Esistono esperienze capaci di far vibrare corde molto profonde del proprio essere, al di là della questione vino.

La vendemmia è un momento peculiare, dai toni intimistici, molto personali quando succede che la si respiri a pieni polmoni, vivendola ogni istante della giornata, anche se quei gesti non costituiscono la propria vita normale e quello non è neanche il proprio mondo.

 

Al mattino la colazione è ricca, con caraffe di una non meglio precisata bevanda lì tuttavia qualificata come caffè, una quantità di burro bastevole per un esercito e poi un bel po’ di salumi e di patè, inno alla leggerezza. Per lavorare in vigna occorre tanta energia e come sportivi prima di un duro allenamento, non abbiamo mai esitato nell’incamerarne a più non posso di energie.

 

Un rapido briefing prima di partire per la suddivisione dei compiti specifici e la giornata ha inizio. Che splenda il sole o che la pioggia ci bagni, il vento sferzi forte su di noi o l’umidità ci entri nelle ossa, nessuno di noi è frenato nell’entusiamo e la fatica si affronta con maggiore convinzione. I terreni in alcuni lieut-dits sono pieni di sassi, le vigne basse e per la raccolta dei grappoli più vicini al terreno la posizione per buona parte della giornata è con le ginocchia a terra, un sacrificio fisico davvero non indifferente che si cerca di attenuare cantando tutti insieme ballate popolari ed interrompendo una gestualità talvolta ripetitiva, ingaggiando una vera e propria guerra di lancio grappoli (eh si, facevamo selezione!!!). Benché stremati, è pur sempre una festa.

> [Obiettivo dell'esercizio]: Trascrivi per intero il testo sulla vendemmia, parola per parola e senza modifiche.

> [Dati presentati]:

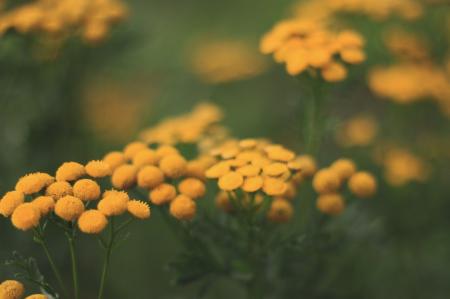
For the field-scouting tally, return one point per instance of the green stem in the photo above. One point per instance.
(107, 260)
(73, 259)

> [Soluzione del problema]:
Esistono esperienze capaci di far vibrare corde molto profonde del proprio essere, al di là della questione vino.

La vendemmia è un momento peculiare, dai toni intimistici, molto personali quando succede che la si respiri a pieni polmoni, vivendola ogni istante della giornata, anche se quei gesti non costituiscono la propria vita normale e quello non è neanche il proprio mondo.

 

Al mattino la colazione è ricca, con caraffe di una non meglio precisata bevanda lì tuttavia qualificata come caffè, una quantità di burro bastevole per un esercito e poi un bel po’ di salumi e di patè, inno alla leggerezza. Per lavorare in vigna occorre tanta energia e come sportivi prima di un duro allenamento, non abbiamo mai esitato nell’incamerarne a più non posso di energie.

 

Un rapido briefing prima di partire per la suddivisione dei compiti specifici e la giornata ha inizio. Che splenda il sole o che la pioggia ci bagni, il vento sferzi forte su di noi o l’umidità ci entri nelle ossa, nessuno di noi è frenato nell’entusiamo e la fatica si affronta con maggiore convinzione. I terreni in alcuni lieut-dits sono pieni di sassi, le vigne basse e per la raccolta dei grappoli più vicini al terreno la posizione per buona parte della giornata è con le ginocchia a terra, un sacrificio fisico davvero non indifferente che si cerca di attenuare cantando tutti insieme ballate popolari ed interrompendo una gestualità talvolta ripetitiva, ingaggiando una vera e propria guerra di lancio grappoli (eh si, facevamo selezione!!!). Benché stremati, è pur sempre una festa.